Instruction
Reproduce the listing below with "drop one marker" switched to "place a single pin" everywhere and every other character unchanged. Leave the pictures out.
-=-=-=-=-
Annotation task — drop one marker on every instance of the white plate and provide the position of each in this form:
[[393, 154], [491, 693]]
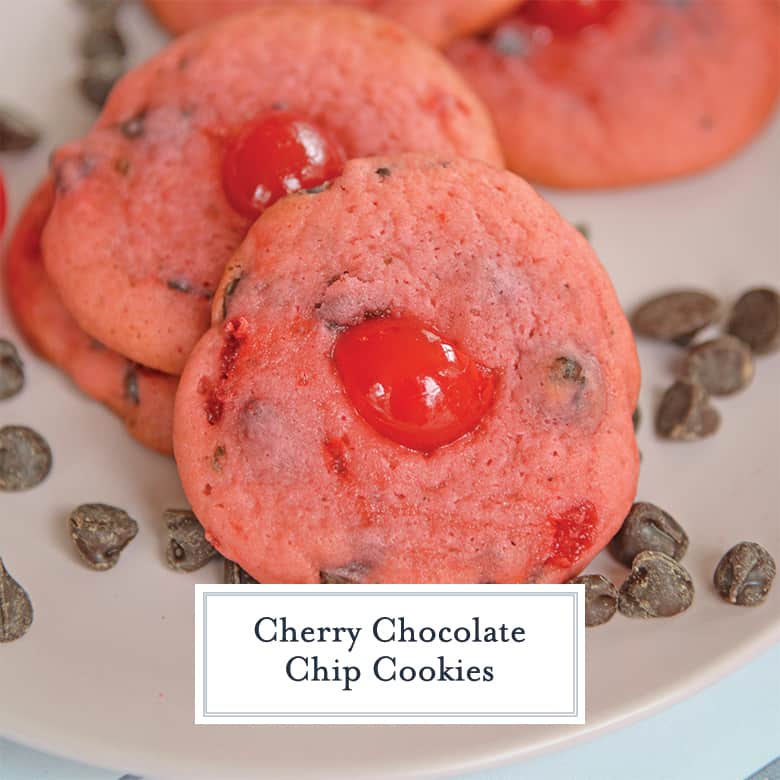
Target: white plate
[[106, 672]]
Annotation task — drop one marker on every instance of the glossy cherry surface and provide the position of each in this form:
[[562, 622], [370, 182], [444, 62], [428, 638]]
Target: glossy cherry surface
[[277, 153], [2, 204], [410, 383], [568, 17]]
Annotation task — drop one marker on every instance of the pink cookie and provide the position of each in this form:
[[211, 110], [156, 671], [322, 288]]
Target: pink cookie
[[145, 186], [142, 398], [298, 484]]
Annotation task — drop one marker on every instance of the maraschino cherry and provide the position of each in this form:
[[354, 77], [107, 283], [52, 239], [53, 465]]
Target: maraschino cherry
[[568, 17], [2, 205], [410, 383], [276, 154]]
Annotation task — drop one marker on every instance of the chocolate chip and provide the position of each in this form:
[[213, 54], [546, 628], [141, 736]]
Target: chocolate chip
[[100, 533], [565, 369], [186, 545], [584, 229], [350, 574], [131, 391], [755, 319], [744, 574], [685, 413], [16, 611], [510, 42], [721, 366], [99, 6], [17, 133], [218, 458], [235, 575], [676, 316], [11, 370], [102, 37], [658, 586], [230, 288], [647, 527], [318, 189], [25, 458], [133, 127], [182, 285], [600, 598], [99, 76]]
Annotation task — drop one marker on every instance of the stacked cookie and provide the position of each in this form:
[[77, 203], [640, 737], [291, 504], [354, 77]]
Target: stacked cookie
[[594, 93], [140, 219]]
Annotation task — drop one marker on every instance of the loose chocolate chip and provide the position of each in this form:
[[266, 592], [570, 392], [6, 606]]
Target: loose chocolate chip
[[133, 127], [685, 413], [584, 229], [132, 393], [600, 598], [647, 527], [99, 76], [755, 319], [350, 574], [186, 545], [100, 533], [102, 38], [16, 132], [235, 575], [15, 607], [566, 369], [721, 366], [25, 458], [675, 316], [11, 370], [744, 574], [658, 586]]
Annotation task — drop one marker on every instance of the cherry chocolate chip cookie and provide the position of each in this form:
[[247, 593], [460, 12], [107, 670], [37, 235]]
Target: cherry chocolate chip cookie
[[195, 143], [605, 93], [437, 21], [142, 398], [420, 374]]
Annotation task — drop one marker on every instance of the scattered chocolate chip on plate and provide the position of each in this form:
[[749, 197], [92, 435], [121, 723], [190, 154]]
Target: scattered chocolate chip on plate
[[100, 533]]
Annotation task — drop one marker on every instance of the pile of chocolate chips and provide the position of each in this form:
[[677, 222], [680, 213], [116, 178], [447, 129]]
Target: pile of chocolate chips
[[651, 542]]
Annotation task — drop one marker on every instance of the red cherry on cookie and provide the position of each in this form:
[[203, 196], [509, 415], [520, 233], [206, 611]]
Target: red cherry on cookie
[[2, 205], [568, 16], [410, 383], [573, 534], [277, 153]]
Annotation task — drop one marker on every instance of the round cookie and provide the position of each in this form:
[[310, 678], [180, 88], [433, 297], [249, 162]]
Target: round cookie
[[295, 484], [656, 89], [142, 398], [146, 186], [437, 21]]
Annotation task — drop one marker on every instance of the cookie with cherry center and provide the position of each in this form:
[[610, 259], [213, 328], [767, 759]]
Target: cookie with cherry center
-=-=-=-=-
Solution to the exercise
Annotation task — place a single pin on every instance of the white plate and provide the position of each in this form:
[[393, 154], [491, 693]]
Target: white plate
[[106, 672]]
Annotation task — place a single pin on every instance of the glossy cherry surface and provide the position of each in this form:
[[562, 622], [370, 182], [444, 62], [428, 638]]
Target: glossy cherry surface
[[277, 153], [2, 204], [410, 383], [568, 17]]
Annotation task — place a single pin on every instance of the pink cookie and provide the position of each in this form:
[[211, 110], [156, 671], [322, 288]]
Target: pink cookie
[[145, 186], [142, 398], [298, 484]]
Annotation task — place a single pin on every instance of the maraschino cherry and provide the position of each in this form:
[[354, 77], [107, 283], [52, 239], [53, 465]]
Target: maraschino cherry
[[568, 17], [2, 205], [410, 383], [276, 154]]
Annotation task — place a single pin on every instance of the chocolate chip and provide the position of each in this form:
[[213, 54], [546, 628], [141, 736]]
Target: chocolate chip
[[100, 533], [565, 369], [186, 545], [584, 229], [350, 574], [131, 391], [755, 319], [744, 574], [685, 413], [16, 611], [510, 42], [721, 366], [99, 6], [17, 133], [218, 458], [235, 575], [676, 316], [11, 370], [102, 37], [658, 586], [230, 288], [647, 527], [318, 189], [25, 458], [133, 127], [182, 285], [600, 598], [99, 76]]
Annotation task — place a single pin on every instance of the stacked cookie and provide the position of each in this form:
[[77, 203], [640, 737], [291, 504], [354, 77]]
Target: stacked cookie
[[594, 93], [140, 219]]
Annotation task — place a single pin on every instance of the loose chocolate chip and provide the position of each in this form:
[[266, 592], [570, 392], [6, 606]]
Target: loose chocolate chip
[[133, 127], [685, 413], [584, 229], [132, 393], [600, 598], [647, 527], [99, 76], [755, 319], [350, 574], [186, 545], [100, 533], [102, 38], [16, 132], [235, 575], [15, 607], [566, 369], [721, 366], [25, 458], [675, 316], [11, 370], [744, 574], [658, 586]]
Annotation task — place a single pin on every instance of the cherry chocolate chip cookie and provide the position of each in this form:
[[247, 593], [460, 12], [107, 670], [37, 235]]
Target: cherry chocolate chip cookie
[[195, 143], [605, 93], [437, 21], [142, 398], [420, 374]]
Annotation task — place a single pin on every instance of the scattered chocolate chip on plate and provide the position of each in this form:
[[749, 197], [92, 435], [121, 723], [190, 154]]
Target: scattered chocolate chip on plate
[[100, 533]]
Annotation task — place a single pin on every instance of the pile of chocolate chips and provide the position of each in this form:
[[677, 222], [680, 213], [116, 178], [447, 129]]
Target: pile of chocolate chips
[[651, 542]]
Annotation task — place a single pin on every instance of the red cherry on cookie and provide the position of each in this form:
[[203, 196], [509, 415], [520, 233], [206, 611]]
Target: red cherry on cookie
[[2, 205], [568, 16], [410, 383], [573, 534], [277, 153]]
Annotation task — place a single pin on every instance of the round cookie and provide the position of each in this form:
[[310, 678], [180, 88], [433, 297], [249, 162]]
Target: round cookie
[[295, 484], [656, 89], [142, 398], [146, 186], [437, 21]]
Annotation task — place a single pin on every instance of the cookie with cherry center and provide the position of each in this form:
[[610, 259], [213, 328], [767, 759]]
Target: cookie with cherry center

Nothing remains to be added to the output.